::: RECORDS SUPPLIED

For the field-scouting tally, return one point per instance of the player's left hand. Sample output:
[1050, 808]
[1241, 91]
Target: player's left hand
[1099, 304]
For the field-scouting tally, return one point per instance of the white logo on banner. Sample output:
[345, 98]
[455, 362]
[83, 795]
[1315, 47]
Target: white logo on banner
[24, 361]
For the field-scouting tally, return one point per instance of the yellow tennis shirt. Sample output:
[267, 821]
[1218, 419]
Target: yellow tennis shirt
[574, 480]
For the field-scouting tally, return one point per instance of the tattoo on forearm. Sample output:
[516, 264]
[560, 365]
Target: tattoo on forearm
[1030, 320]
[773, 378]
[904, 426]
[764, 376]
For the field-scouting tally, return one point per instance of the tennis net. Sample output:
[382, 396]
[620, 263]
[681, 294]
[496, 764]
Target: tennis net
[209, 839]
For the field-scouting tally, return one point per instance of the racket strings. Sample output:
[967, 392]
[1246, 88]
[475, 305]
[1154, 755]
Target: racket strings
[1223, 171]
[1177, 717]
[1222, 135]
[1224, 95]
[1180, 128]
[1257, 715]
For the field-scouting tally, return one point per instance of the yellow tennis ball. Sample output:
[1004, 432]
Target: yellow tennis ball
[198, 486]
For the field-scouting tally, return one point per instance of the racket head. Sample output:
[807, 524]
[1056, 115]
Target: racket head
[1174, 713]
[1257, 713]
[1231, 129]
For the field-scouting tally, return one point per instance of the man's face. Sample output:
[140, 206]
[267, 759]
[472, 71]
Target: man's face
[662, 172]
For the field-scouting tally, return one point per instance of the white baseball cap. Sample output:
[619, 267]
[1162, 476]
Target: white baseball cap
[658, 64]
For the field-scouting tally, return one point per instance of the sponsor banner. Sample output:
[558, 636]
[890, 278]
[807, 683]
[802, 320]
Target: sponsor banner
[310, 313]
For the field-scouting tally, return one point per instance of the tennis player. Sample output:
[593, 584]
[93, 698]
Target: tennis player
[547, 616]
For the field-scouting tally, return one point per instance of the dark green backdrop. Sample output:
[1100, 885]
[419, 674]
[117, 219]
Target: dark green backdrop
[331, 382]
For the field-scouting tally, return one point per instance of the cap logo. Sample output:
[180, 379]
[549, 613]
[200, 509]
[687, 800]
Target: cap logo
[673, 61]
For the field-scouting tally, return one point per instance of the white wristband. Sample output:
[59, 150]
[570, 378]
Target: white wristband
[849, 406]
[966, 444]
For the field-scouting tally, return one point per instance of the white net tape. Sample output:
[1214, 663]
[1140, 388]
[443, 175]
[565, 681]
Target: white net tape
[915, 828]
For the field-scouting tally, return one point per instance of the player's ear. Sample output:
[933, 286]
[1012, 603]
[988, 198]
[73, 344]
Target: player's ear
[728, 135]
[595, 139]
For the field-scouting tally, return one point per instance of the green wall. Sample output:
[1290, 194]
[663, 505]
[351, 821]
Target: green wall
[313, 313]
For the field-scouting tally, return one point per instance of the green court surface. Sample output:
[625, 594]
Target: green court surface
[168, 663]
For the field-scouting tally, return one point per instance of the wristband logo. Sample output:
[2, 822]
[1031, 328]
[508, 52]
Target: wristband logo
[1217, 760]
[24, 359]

::::::

— STATED GOAL —
Give the records from the start through the line containing "[1231, 129]", inclusive, as a Markdown table with the columns Row and Entry. Number each line and leave out any blank lines.

— SOLUTION TO THIS PROBLEM —
| Row | Entry |
|---|---|
| 1 | For the field-scouting tally, return one point per instance of the player's left hand. Sample output: |
| 2 | [1050, 808] |
| 3 | [1241, 91] |
| 4 | Target: player's left hand |
| 5 | [1099, 304] |
| 6 | For the field-scouting tally, return one point per instance of the white logo on banner. Sample output: |
| 7 | [345, 98] |
| 8 | [455, 362] |
| 9 | [83, 795] |
| 10 | [1315, 47] |
| 11 | Target: white logo on banner |
| 12 | [24, 361] |
| 13 | For the field-scouting tally, return one point per instance of the yellow tennis shirt. Sample output: |
| 14 | [267, 821] |
| 15 | [1218, 419] |
| 16 | Target: yellow tennis shirt |
| 17 | [574, 480] |
| 18 | For the field-scouting tally, return one point per instance of the tattoo on forearm. Sample output: |
| 19 | [516, 264] |
| 20 | [560, 365] |
| 21 | Target: tattoo on forearm |
| 22 | [1030, 320] |
| 23 | [773, 378] |
| 24 | [904, 426] |
| 25 | [764, 376] |
| 26 | For the field-scouting tally, return one point per instance of the tennis net. Sample output: |
| 27 | [382, 396] |
| 28 | [620, 263] |
| 29 | [681, 294] |
| 30 | [496, 764] |
| 31 | Target: tennis net |
| 32 | [209, 839] |
| 33 | For the field-scouting tally, return one point per instance of the racket strings. Sample output: |
| 34 | [967, 392] |
| 35 | [1246, 88] |
| 36 | [475, 305] |
| 37 | [1154, 755] |
| 38 | Target: racket strings |
| 39 | [1223, 171] |
| 40 | [1177, 717] |
| 41 | [1222, 135] |
| 42 | [1224, 95] |
| 43 | [1180, 128] |
| 44 | [1257, 715] |
| 45 | For the field-scouting tally, return one point per instance of the yellow tennis ball. Sample output: |
| 46 | [1004, 432] |
| 47 | Target: yellow tennis ball |
| 48 | [198, 486] |
| 49 | For the field-scouting tally, return one point per instance of the racket head. Sample output: |
| 50 | [807, 524] |
| 51 | [1056, 115] |
| 52 | Target: racket head |
| 53 | [1174, 713] |
| 54 | [1257, 713] |
| 55 | [1231, 129] |